**GIVEN TASK A:**
Answer these questions using the passage on Black August:
(i) From which country did Nehanda Abiodun and Assata Shakur launch initiatives?
(ii) What organization does the abbreviation MXGM stand for?
(iii) For what purposes have hip hop groups taken part in Black August commemorations?
**GIVEN TASK B:** Transcribe every entry that follows the passage on Black August, keeping each line identical. Leave the pictures out of your copy.

**PROVIDED TEXT:**
★ ★ ★ ★
Black August has spread to other parts of the country and the world, with initiatives from Cuba by the comrades in exile Nehanda Abiodun and Assata Shakur, who escaped from a dungeon in the state of New Jersey with the help of her comrade guerrillas in the BLA on November 2, 1979. Also important has been the work of the Malcolm X Grassroots Movement, MXGM, together with other organizations, poets and artists. For years, many hip hop groups have participated in Black August commemorations to raise funds and spread the word about the cases of the political prisoners.
★ ★ ★ ★
**DATASET RECORDS:**
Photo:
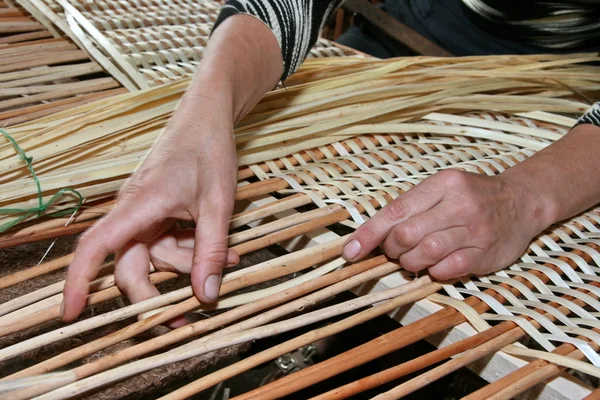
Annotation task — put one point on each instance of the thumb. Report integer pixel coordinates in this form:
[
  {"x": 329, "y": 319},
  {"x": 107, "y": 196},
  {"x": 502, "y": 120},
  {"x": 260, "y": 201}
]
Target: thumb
[{"x": 211, "y": 253}]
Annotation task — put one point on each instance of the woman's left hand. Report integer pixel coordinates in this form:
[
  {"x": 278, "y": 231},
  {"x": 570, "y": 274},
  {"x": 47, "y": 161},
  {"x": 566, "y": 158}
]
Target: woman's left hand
★ ★ ★ ★
**ANSWER A:**
(i) Cuba
(ii) The Malcolm X Grassroots Movement
(iii) To raise funds and to spread the word about the cases of the political prisoners

**ANSWER B:**
Photo:
Annotation task — put one point on each instance of the thumb. Report integer pixel coordinates in this form:
[
  {"x": 329, "y": 319},
  {"x": 107, "y": 196},
  {"x": 502, "y": 120},
  {"x": 260, "y": 201}
]
Target: thumb
[{"x": 211, "y": 253}]
Annotation task — put one point on each instance of the woman's left hand. Report integer pixel coordinates in this form:
[
  {"x": 278, "y": 231},
  {"x": 570, "y": 274},
  {"x": 47, "y": 161},
  {"x": 566, "y": 158}
]
Target: woman's left hand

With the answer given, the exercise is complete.